WHAT YOU NEED TO DO: Find the line containing "One point per instance, each like (309, 134)." in the listing below. Repeat it exactly, along with each following line up to and including the one containing "One point per instance, each like (197, 237).".

RECORD SET:
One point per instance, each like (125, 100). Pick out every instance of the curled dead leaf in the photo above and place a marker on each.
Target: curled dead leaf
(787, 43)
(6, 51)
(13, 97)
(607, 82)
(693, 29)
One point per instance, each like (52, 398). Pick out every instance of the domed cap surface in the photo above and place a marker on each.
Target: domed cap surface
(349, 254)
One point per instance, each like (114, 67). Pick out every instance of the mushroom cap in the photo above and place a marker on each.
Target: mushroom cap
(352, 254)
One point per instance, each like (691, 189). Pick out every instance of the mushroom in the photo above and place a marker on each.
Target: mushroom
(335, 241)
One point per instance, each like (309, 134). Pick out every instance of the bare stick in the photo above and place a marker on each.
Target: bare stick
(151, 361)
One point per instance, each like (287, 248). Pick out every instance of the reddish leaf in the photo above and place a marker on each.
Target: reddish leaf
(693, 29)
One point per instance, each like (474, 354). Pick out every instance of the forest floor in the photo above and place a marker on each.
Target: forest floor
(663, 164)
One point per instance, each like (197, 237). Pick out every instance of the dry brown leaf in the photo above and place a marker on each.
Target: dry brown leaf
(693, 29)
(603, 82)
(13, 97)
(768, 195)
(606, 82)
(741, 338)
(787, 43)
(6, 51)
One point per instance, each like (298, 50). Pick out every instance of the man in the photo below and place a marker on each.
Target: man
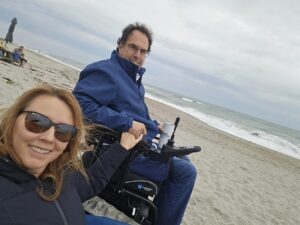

ANSWER SPACE:
One point per instance, each like (309, 134). Pick out every instance of the bare stick in the photo above and place a marker on each.
Target: bare stick
(151, 361)
One point per instance, each like (287, 248). Pick out every instance of the reddish leaf in the photo above and place a marker on each.
Target: reddish leaf
(693, 29)
One point per instance, each like (474, 354). Pick out every instance of the forest floor in the photo above and place a marker on each.
Target: forest floor
(663, 164)
One point per instance, each like (197, 237). Pick out every instance of the dry brown leaf in the photo above and place a marker on each.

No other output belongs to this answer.